Direction: Output the data exactly, with every line intact.

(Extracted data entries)
+ + + + +

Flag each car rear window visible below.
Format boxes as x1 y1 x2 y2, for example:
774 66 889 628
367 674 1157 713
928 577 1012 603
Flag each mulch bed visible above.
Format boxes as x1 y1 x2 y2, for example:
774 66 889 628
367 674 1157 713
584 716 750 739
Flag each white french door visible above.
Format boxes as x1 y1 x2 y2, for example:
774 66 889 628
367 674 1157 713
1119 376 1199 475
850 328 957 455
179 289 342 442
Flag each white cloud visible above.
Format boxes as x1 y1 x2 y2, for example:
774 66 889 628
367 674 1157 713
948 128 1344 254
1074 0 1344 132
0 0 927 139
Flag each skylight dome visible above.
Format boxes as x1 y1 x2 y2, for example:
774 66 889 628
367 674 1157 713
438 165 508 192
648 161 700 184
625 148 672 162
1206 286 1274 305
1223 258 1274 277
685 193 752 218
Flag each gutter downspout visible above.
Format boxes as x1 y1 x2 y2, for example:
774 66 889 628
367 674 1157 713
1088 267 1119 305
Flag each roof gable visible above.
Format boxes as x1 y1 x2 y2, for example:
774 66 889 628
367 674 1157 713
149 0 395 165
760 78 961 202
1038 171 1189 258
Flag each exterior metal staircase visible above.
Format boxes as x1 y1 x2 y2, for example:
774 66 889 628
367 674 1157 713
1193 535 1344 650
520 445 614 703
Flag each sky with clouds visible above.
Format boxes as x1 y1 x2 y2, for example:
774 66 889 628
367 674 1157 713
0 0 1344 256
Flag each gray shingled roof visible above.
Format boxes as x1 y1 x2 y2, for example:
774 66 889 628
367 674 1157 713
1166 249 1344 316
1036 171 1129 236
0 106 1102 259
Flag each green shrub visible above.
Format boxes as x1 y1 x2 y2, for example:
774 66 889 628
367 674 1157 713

+ + + + +

Full solution:
Flag each car rear window visible below.
Format boxes as x1 y1 x2 y2, for example:
774 66 889 628
367 674 1157 713
928 577 1012 603
Flag each mulch bed visible above.
Format boxes as x1 y1 x2 y2, for example:
774 66 889 628
367 674 1157 713
584 716 750 739
Flag each white french door visible above.
Format boxes as x1 y1 x2 y2, for example:
774 66 889 628
367 674 1157 713
1119 376 1199 475
850 328 957 455
179 289 342 442
Flag each white cloud visible above.
Format boxes as x1 y1 x2 y2, for example:
774 66 889 628
367 674 1157 713
948 128 1344 254
1074 0 1344 132
0 0 927 139
Flag each skylight dome visible above.
Format boxes as x1 y1 x2 y2, for example:
774 66 889 628
367 674 1157 713
438 165 508 192
648 161 700 184
625 148 672 162
1206 286 1274 305
1223 258 1274 277
685 193 752 218
Flag each gutter downspout visible above.
Format boxes as x1 y1 x2 y2, for example:
774 66 889 628
367 674 1157 713
1088 267 1119 305
Flag each roof gable visible above.
Format boxes as x1 y1 x2 y2, for example:
774 66 889 628
367 674 1157 713
149 0 395 165
760 78 961 202
1038 171 1189 258
Flag each exterior metal staircase visible above.
Format boxes as x1 y1 x2 y2, for example:
774 66 889 628
367 674 1157 713
1193 535 1344 650
520 445 614 703
Flag each sky with clouds visible above.
Format boxes as x1 y1 x2 y2, for example:
774 66 889 628
367 674 1157 713
0 0 1344 256
Flag each gray shingled roof visible above.
Format boxes as x1 y1 x2 y2, for example:
774 66 889 628
367 674 1157 713
1166 249 1344 316
1036 171 1129 236
0 106 1102 259
Flag each green shrub visible above.
Format boxes as x1 y1 x2 y2, for example:
774 66 889 628
367 674 1157 713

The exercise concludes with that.